* WORK ITEM
Show each line in the listing below that contains the word "bouquet".

* DATA UNDER STUDY
*** Block opens ***
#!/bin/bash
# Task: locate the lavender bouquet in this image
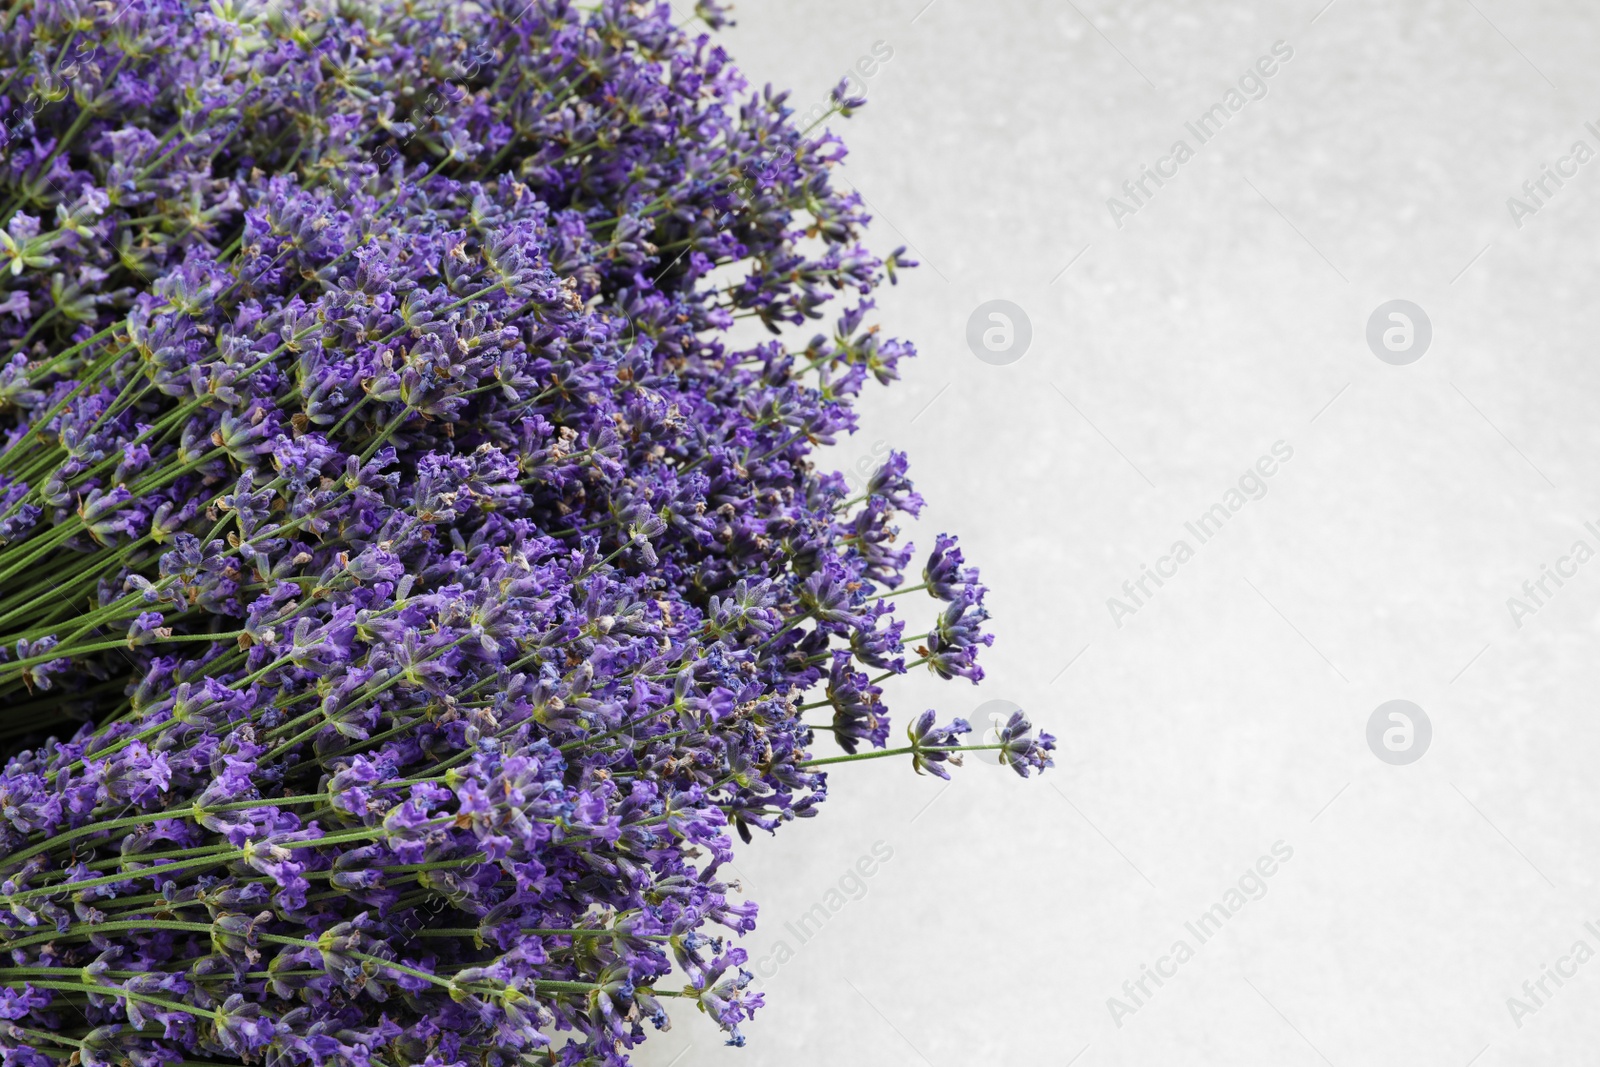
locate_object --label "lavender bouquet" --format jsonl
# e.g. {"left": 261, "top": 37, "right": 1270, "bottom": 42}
{"left": 0, "top": 2, "right": 1052, "bottom": 1063}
*** Block closes ***
* RESULT FOR THIS TASK
# Task: locate the lavender bouquet in this image
locate_object --label "lavender bouquet" --format jsonl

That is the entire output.